■ **Consigna**
Contesta estas preguntas a partir del texto sobre las desgracias:
1. ¿Qué límite de cadmio habían fijado hasta ahora los organismos de vigilancia y a cuánto lo han bajado este año?
2. ¿Dónde ocurrió el choque de trenes que se menciona?
3. ¿Con qué nombre se conocía antes a los tsunamis?

■ **Fragmento del texto**
Vivir es salvar escollos, como aprendimos en la película de François Truffaut. Copié la frase de un artículo que escribí en su día para hablar sobre el agujero de ozono, cuando el agujero de ozono era una desgracia que inauguraba la lista de desgracias planetarias.
Una de mis primeras pesadillas de la edad adulta fue la laca de pelo. Y no sólo porque la laca fuera enemiga de la naturalidad (con ella se consagraron los cardados impenetrables y la belleza de cartón piedra), sino porque abrió el catálogo de desdichas que habrían de abatirse sobre el universo. La laca y, en general, todos los productos químicos servidos en spray que se extendían por la atmósfera.
No sé qué habrá sido del agujero de ozono, pero ya nadie habla de él. Ahora, en las cumbres del cambio climático, se imponen conversaciones más exóticas. Todavía recuerdo cuando corrió la voz de que la naturaleza humana tenía un nuevo enemigo a batir: las cabezas de gambas.
No hay imagen más reconfortante que la de un hombre succionando con fruición una gamba o un langostino de Huelva. Las cabezas de las gambas saben a gloria, pero tienen una pega: contienen cadmio, un elemento químico de la gama de los metales pesados que se caracteriza por su toxicidad y que puede causar la muerte.
Los organismos encargados de vigilar la presencia de cadmio en el organismo humano habían puesto hasta ahora el límite en 7 microgramos. Pero este año lo han bajado a 2 microgramos, con lo cual ha descendido también el umbral de toxicidad. El cadmio se deposita en el aparato digestivo, que en el caso de las gambas está en su cabeza.
Decía que vivir es salvar escollos, o sea, adversidades. Cuando éramos niños venían sin avisar y si las recordamos ahora es porque salieron en televisión y se depositaron para siempre en la última fibra de nuestra memoria. A todos nos suena la tragedia de Ribadelago, donde la rotura de una presa arrasó todas las casas de un pueblo mientras dormían los vecinos. También recuerdo la bomba de Palomares (y los calzones de Fraga) así como el desbordamiento del Turia en Valencia. Lo que no recuerdo en absoluto, aunque he tenido ocasión de refrescarlo en internet, es un choque de trenes en el interior de un túnel en el Bierzo (León), terrible accidente del que apenas quedan un par de fotografías.
Las desgracias no son frágiles, pero la memoria sí. Ahora tenemos desgracias de todos los colores, empezando por los tsunamis, entonces llamados maremotos, los volcanes, los accidentes aéreos o el terrorismo.
Al estrenarse el siglo XX se impuso el espectáculo de la velocidad y a estas alturas del siglo XXI asistimos a modalidades de riesgo que nos ponen el corazón en la garganta. No quisiera ser la madre de los hermanos Marc y Álex Márquez viendo a mis hijos en la pista como las madres de los toreros de antes. Pero lo peor es el kamikaze que va y el parapente que viene, los niños devorados por el pederasta o aplastados por un todoterreno a salida del cole.

■ **Datos del ejercicio**

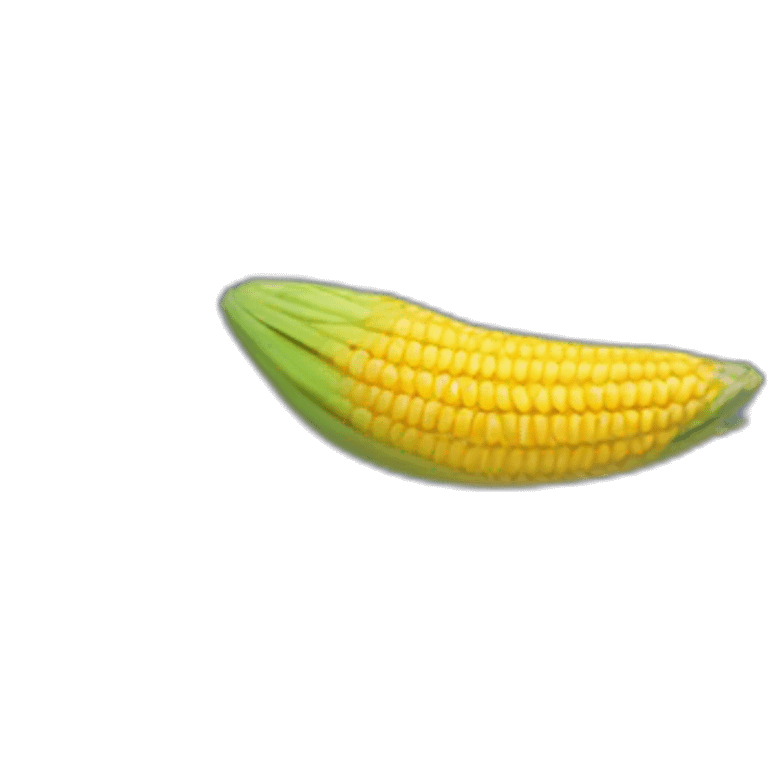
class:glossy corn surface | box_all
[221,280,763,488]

==

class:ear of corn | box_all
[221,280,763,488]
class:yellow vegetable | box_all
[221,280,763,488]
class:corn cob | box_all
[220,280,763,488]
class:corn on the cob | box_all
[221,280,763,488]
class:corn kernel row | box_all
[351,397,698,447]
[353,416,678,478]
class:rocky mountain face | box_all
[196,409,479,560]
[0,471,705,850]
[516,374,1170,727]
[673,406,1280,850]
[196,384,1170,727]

■ **Solución**
1. El límite estaba en 7 microgramos y este año lo han bajado a 2 microgramos.
2. En el interior de un túnel en el Bierzo (León).
3. Se llamaban maremotos.